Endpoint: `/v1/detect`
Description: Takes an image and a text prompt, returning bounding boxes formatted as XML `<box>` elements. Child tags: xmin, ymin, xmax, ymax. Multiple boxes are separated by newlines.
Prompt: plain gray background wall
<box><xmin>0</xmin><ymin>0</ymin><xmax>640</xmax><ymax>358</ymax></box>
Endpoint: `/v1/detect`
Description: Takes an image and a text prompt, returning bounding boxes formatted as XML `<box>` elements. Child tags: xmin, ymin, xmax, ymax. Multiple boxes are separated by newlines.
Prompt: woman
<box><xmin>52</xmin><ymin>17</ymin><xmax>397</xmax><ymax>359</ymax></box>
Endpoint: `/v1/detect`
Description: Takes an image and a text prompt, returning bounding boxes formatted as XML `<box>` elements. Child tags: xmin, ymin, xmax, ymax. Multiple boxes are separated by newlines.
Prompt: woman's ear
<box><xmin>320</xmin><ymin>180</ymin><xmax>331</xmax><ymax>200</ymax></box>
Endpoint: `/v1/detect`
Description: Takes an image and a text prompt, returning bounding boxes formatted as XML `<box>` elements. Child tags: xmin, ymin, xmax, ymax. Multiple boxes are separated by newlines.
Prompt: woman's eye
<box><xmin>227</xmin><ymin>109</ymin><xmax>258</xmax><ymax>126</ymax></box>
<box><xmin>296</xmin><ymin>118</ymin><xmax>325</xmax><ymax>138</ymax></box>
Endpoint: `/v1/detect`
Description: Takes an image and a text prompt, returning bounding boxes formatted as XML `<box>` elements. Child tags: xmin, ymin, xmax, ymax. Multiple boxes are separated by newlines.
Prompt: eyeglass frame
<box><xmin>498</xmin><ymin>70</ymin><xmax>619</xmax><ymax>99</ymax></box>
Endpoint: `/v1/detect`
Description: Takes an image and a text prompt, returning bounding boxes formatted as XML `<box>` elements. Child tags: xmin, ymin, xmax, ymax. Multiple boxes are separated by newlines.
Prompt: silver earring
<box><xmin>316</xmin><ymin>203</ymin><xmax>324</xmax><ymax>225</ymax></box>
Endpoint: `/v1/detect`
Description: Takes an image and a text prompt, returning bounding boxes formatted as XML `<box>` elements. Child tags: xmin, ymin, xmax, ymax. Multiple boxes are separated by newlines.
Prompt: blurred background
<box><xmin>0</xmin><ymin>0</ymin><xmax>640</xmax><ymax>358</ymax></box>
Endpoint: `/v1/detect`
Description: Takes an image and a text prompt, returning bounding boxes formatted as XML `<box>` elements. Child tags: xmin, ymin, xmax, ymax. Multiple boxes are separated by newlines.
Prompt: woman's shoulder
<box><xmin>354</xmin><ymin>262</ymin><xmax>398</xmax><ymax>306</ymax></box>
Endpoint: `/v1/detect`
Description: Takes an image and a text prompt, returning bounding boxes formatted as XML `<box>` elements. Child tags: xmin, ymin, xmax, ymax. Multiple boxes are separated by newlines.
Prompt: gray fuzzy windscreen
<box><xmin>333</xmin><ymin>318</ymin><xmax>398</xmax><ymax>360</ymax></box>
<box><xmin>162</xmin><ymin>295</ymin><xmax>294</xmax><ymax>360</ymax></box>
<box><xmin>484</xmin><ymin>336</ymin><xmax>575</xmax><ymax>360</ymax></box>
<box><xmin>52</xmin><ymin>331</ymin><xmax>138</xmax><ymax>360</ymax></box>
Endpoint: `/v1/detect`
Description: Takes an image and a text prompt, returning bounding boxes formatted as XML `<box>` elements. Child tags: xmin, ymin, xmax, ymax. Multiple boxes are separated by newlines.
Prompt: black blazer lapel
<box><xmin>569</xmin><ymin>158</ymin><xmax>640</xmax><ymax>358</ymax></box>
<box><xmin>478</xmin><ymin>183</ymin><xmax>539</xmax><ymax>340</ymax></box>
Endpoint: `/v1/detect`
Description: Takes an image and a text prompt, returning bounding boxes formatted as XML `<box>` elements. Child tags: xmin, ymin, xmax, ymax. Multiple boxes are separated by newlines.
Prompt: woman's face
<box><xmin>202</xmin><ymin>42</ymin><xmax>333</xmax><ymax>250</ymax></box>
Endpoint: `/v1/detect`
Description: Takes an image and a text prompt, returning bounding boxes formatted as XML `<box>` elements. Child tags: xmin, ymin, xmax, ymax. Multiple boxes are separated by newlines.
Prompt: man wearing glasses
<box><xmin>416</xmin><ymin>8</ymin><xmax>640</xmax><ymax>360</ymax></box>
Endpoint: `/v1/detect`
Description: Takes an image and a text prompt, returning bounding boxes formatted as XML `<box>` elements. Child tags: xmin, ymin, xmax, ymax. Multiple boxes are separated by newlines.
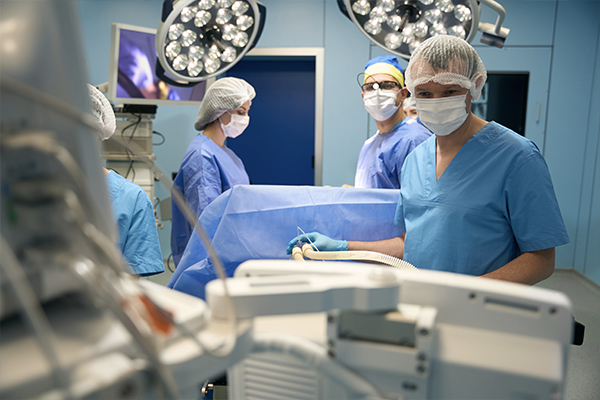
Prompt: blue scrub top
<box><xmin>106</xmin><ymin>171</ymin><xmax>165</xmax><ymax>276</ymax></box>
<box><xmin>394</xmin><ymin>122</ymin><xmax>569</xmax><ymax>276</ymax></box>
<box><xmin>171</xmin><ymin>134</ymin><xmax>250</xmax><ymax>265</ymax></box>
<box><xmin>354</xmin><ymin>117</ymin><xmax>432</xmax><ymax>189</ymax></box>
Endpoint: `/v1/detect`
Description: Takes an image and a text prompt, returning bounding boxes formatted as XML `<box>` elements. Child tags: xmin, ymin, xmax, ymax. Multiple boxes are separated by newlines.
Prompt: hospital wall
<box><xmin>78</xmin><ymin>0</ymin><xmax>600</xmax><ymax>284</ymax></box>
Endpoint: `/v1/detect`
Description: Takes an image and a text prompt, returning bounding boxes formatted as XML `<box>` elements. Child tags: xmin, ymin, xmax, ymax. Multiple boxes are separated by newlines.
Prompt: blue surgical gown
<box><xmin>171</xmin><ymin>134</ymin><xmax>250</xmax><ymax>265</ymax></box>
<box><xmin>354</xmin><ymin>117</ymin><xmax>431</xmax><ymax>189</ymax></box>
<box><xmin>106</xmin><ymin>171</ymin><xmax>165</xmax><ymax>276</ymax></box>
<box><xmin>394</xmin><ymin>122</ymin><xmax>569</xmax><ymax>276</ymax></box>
● ● ●
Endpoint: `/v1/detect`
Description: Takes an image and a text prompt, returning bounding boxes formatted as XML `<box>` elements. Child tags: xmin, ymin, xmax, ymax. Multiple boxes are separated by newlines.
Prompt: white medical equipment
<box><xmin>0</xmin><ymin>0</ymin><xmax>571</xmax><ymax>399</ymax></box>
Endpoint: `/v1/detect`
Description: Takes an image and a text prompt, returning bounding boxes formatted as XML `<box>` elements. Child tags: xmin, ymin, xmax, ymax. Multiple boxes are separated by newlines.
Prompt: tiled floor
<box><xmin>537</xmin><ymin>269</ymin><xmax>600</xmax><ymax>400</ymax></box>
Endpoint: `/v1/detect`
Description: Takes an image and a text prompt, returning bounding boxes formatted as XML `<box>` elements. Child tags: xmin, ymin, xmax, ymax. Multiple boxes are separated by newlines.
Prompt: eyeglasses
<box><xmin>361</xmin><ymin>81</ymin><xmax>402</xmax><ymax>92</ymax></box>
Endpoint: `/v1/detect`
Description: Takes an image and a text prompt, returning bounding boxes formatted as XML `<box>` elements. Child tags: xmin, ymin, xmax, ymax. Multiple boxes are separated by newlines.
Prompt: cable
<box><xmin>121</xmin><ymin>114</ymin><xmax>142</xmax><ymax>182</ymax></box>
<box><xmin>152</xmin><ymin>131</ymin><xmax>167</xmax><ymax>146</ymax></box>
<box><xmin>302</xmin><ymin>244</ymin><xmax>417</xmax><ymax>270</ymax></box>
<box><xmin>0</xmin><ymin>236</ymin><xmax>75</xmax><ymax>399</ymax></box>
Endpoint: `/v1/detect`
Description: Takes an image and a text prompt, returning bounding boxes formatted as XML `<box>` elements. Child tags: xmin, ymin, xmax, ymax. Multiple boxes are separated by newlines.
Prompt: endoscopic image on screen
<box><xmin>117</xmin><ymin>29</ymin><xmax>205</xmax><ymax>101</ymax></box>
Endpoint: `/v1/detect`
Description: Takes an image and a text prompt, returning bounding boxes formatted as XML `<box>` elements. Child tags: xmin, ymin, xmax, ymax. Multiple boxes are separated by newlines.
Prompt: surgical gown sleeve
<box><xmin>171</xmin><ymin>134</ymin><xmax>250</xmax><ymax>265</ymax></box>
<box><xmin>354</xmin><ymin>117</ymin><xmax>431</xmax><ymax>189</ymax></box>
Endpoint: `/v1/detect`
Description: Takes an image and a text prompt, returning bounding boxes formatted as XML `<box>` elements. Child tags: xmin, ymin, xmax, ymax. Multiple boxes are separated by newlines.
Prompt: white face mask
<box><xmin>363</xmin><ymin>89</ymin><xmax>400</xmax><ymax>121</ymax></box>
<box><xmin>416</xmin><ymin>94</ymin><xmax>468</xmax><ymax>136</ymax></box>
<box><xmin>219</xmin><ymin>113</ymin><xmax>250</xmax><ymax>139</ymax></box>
● ● ●
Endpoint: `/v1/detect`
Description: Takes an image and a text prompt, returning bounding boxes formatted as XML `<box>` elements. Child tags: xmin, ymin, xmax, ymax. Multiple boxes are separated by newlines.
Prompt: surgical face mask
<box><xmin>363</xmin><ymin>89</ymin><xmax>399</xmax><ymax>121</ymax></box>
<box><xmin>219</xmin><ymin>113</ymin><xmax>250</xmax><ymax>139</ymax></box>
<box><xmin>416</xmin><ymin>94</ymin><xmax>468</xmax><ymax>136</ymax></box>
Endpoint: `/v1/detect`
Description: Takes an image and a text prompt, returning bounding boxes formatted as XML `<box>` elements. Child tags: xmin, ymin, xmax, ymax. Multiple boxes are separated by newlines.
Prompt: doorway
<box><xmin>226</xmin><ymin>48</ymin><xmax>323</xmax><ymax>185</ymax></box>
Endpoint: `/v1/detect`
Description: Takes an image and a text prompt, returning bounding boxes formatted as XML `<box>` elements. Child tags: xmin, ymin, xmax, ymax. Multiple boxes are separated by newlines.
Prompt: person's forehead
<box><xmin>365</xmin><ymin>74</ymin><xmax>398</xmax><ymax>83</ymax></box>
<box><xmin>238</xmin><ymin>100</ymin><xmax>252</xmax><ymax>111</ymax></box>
● ● ●
* **Goal**: Please report how many lines in the rows above contain the string "blue", and give only the number.

* **Result of the exercise**: 2